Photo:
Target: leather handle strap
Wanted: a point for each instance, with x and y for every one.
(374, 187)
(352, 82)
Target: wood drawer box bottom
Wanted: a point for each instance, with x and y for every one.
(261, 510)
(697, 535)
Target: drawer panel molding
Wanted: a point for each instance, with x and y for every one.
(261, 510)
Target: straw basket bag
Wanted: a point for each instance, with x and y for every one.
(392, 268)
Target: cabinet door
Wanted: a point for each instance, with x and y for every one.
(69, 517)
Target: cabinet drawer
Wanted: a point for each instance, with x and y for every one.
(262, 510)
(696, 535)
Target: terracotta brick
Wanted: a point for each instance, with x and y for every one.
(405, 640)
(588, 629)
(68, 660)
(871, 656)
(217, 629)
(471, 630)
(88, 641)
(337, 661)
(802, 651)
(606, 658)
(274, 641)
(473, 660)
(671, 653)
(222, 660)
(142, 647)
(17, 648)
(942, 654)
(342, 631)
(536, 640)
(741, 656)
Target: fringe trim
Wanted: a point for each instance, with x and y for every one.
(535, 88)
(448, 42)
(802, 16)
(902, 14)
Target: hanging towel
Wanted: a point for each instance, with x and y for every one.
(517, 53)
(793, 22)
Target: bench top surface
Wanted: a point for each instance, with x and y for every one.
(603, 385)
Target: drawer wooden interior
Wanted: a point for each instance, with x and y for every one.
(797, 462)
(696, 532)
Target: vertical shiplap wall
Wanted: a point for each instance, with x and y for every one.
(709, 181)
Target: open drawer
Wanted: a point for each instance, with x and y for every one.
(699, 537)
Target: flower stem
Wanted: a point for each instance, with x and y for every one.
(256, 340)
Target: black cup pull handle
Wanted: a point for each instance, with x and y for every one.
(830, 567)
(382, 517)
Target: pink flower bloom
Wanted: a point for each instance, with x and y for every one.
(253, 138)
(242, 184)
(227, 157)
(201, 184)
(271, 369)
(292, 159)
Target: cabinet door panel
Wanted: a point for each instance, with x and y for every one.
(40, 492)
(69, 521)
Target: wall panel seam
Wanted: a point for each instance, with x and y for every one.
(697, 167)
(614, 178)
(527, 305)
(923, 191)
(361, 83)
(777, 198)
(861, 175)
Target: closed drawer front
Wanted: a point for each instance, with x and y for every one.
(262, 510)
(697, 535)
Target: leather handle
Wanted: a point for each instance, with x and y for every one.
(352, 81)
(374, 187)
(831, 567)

++++++

- [TASK GOAL]
The lines to extract from the data above begin with the line containing "Target: wood drawer box bottom" and end with the line containing "Target: straw basket bag". Extract them exactly, including both.

- [OUTPUT BELOW]
Target: wood drawer box bottom
Wanted: a point for each instance, with x and y for every one.
(261, 510)
(697, 535)
Target: drawer panel molding
Wanted: a point for each instance, with x and y for every one.
(261, 510)
Target: straw basket bag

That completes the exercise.